Passage START
Let’s start by refining our image and environment:
image = (
modal.Image.debian_slim()
.apt_install("ffmpeg")
.pip_install("openai-whisper", "faster-whisper")
.copy_local_file(
local_path="/<path-to-our-local-file>/<filename>.m4a",
remote_path="./tmp/",
)
)
app = modal.App(image=image)
And update our run_remote
function with what we’ll need for transcribing an audio file:
@app.function(gpu="t4")
def run_remote():
print("This code is running on a remote worker!")
import time
import whisper
from faster_whisper import WhisperModel
file_path = "/tmp/<filename>.m4a"
whisper_model = whisper.load_model("tiny.en")
t1 = time.perf_counter()
result = whisper_model.transcribe(file_path)
print("time passed with openai-whisper: ", time.perf_counter() - t1)
model = WhisperModel("tiny.en", device="cuda", compute_type="float16")
t1 = time.perf_counter()
segments, info = model.transcribe(file_path, beam_size=5)
## note: `segments` is a generator, so we'll need to iterate over it to
## be able to get the transcription.
segments_result = list(segments)
print("time passed with faster-whisper: ", time.perf_counter() - t1)
return
@app.local_entrypoint()
def main():
run_remote.remote()
Note that we need to include the import
s inside our run_remote
function, as that’s what actually will be getting executed on the remote instance.
This is all we need, and by running the modal run my_code.py
command and waiting for our audio to get transcribed (twice in this case), we should get the following result (of course, the actual values of time passed
will be different depending on what GPU instance you use and the length of the file):
We can see that by running this transcription process on GPU, we reduced the time it takes to do the job from 120 seconds to 31 and 14 seconds. A very nice achievement, but we should take the important factor of pricing into account as well (maybe in a future post).
Passage END
Stored data START
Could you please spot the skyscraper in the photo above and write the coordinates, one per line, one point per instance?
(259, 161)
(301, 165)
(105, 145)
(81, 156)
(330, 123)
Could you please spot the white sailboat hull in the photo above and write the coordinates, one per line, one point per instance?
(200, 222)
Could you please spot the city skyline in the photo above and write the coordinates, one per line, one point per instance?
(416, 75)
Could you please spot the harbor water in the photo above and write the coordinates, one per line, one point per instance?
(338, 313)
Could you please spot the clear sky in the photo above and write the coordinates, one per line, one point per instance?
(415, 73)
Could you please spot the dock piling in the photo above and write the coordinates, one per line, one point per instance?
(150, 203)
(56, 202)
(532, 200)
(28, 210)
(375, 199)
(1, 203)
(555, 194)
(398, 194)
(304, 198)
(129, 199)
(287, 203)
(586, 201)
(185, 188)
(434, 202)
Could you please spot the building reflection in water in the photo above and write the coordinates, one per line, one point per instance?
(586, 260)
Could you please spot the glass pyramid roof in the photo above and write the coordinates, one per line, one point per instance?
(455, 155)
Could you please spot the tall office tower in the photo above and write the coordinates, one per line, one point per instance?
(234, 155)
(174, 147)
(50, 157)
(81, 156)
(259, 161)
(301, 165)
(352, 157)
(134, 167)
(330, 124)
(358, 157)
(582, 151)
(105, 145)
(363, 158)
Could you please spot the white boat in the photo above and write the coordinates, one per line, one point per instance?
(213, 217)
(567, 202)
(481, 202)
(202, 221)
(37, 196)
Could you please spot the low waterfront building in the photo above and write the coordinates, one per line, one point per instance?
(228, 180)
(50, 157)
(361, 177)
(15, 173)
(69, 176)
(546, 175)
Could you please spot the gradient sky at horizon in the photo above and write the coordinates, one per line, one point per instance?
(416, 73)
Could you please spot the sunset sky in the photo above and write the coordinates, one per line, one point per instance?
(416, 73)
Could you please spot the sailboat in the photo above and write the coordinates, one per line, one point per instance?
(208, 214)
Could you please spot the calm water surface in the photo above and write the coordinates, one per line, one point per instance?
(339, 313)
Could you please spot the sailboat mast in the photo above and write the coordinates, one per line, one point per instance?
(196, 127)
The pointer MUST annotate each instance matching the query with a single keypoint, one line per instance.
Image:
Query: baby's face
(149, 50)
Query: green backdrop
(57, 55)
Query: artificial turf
Stored data END
• **Things to do**
1. Write out the Whisper transcription text starting at "result = whisper_model.transcribe(file_path)" and ending at "run_remote.remote()", renaming "whisper_model" to "openai_model".
2. In the Whisper transcription text, why do the imports need to go inside the run_remote function?
The rows play no part in any task.

• **Answers for this exercise**
1.
result = openai_model.transcribe(file_path)
print("time passed with openai-whisper: ", time.perf_counter() - t1)
model = WhisperModel("tiny.en", device="cuda", compute_type="float16")
t1 = time.perf_counter()
segments, info = model.transcribe(file_path, beam_size=5)
## note: `segments` is a generator, so we'll need to iterate over it to
## be able to get the transcription.
segments_result = list(segments)
print("time passed with faster-whisper: ", time.perf_counter() - t1)
return
@app.local_entrypoint()
def main():
run_remote.remote()

2. Because run_remote is what actually gets executed on the remote instance.